Your goal → Every line below should be copied out exactly.

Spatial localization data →

-- Opening Marker --

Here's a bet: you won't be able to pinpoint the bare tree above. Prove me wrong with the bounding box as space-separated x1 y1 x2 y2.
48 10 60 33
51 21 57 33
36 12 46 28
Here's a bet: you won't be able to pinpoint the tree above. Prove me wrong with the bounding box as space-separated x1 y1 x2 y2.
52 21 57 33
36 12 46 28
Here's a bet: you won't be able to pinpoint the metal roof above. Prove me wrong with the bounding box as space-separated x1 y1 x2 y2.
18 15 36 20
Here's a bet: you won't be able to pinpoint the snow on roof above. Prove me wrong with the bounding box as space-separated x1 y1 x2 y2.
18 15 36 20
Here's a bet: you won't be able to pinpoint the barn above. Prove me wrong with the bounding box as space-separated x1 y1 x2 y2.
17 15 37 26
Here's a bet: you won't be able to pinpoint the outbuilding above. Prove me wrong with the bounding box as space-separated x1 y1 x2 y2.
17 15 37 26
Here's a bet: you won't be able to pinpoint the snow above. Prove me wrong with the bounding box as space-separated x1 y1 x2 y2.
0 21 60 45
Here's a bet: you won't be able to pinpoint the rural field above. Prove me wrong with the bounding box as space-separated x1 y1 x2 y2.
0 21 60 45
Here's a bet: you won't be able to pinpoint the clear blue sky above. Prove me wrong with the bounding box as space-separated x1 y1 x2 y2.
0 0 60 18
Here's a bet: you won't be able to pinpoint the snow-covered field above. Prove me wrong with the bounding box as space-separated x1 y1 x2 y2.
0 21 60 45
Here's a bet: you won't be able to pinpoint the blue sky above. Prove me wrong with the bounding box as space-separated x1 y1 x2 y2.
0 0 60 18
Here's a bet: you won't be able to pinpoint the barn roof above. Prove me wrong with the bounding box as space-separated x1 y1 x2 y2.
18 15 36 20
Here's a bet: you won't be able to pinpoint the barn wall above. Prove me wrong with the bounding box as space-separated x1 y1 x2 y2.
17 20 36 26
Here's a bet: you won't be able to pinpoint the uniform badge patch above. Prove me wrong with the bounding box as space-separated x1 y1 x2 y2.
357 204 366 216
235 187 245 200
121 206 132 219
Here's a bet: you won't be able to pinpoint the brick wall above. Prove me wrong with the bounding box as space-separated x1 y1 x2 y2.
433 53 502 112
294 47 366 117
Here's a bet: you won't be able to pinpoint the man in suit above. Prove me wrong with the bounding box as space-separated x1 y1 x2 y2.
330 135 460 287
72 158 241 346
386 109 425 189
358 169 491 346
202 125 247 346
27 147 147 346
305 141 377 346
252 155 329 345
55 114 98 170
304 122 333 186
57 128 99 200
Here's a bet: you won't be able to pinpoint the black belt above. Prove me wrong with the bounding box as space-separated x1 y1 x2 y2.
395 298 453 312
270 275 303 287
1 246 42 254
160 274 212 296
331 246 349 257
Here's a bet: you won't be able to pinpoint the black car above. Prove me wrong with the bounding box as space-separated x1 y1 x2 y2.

-- Closing Marker --

Exercise solution →
Here's a bet: you won't be able to pinpoint the bare tree above. Prove me wrong with the bounding box as space-separated x1 y1 x2 y2.
48 10 60 33
51 21 57 33
36 12 46 28
Here's a bet: you won't be able to pinpoint the tree above. Prove me wrong with the bounding box as space-separated x1 y1 x2 y2.
52 21 57 33
36 12 46 28
Here's a bet: you won't be able to pinpoint the metal roof above. Prove me wrong with the bounding box as space-separated x1 y1 x2 y2.
18 15 36 20
Here's a bet: you won't be able to pinpoint the snow on roof above. Prove me wrong with the bounding box as space-separated x1 y1 x2 y2.
18 15 36 20
Here's a bet: you won't be able to pinpoint the barn above. Prove me wrong with the bounding box as space-separated x1 y1 x2 y2.
17 15 37 26
Here's a bet: you won't be able to pinpoint the outbuilding above. Prove me wrong with the bounding box as space-separated x1 y1 x2 y2.
17 15 37 26
Here's a bet: you won't be able to pinpoint the snow above. Prove me wrong with the bounding box as space-separated x1 y1 x2 y2.
0 21 60 45
Here's a bet: you won't be able to pinpoint the rural field above. Prove me wrong with the bounding box as space-separated x1 y1 x2 y2.
0 21 60 45
Here's a bet: you won't be able to pinpoint the clear blue sky above. Prove me wrong with the bounding box as space-separated x1 y1 x2 y2.
0 0 60 18
Here's a bet: you won't be able to pinpoint the snow-covered field above. Prove me wrong with the bounding box as space-separated x1 y1 x2 y2.
0 21 60 45
Here's a bet: you won't be able to pinpoint the blue sky above. Prove me wrong with the bounding box as space-separated x1 y1 x2 y2.
0 0 60 18
Here's a bet: you won't be able to pinpoint the barn roof above. Prove me wrong with the bounding box as space-separated x1 y1 x2 y2.
18 15 36 20
Here's a bet: you won't be able to pinpoint the barn wall above. Prove me wrong with the bounding box as space-separated x1 y1 x2 y2.
17 20 36 26
Here's a bet: you won't be able to pinpoint the uniform badge patch above. Prove me wrong with the bounding box as space-separated x1 y1 x2 y2.
357 204 366 216
235 187 245 200
121 206 132 219
Here's a bet: you won't be able to pinpoint the brick wall above. Prove me wrong with the bounding box as space-separated x1 y1 x2 y2.
433 53 502 112
294 47 366 117
Here's a bet: you won't be able to pinpoint the man in suit above. Prove me wrong with the bounding box as space-separated x1 y1 x2 y2.
330 135 460 287
72 158 241 346
386 109 425 189
358 169 491 346
202 125 247 346
27 147 147 346
305 141 377 346
252 155 329 345
55 114 98 170
304 122 333 186
57 128 99 200
Here's a bet: you won't be able to pinpoint the black belt above. Prove me wrong with the bounding box as space-separated x1 y1 x2 y2.
395 298 453 312
270 275 303 287
1 246 42 254
160 274 212 296
331 246 349 257
Here's a bet: you won't be able to pinpoint the black car above. Prove me wrong with the bounding box as space-separated x1 y1 x2 y2.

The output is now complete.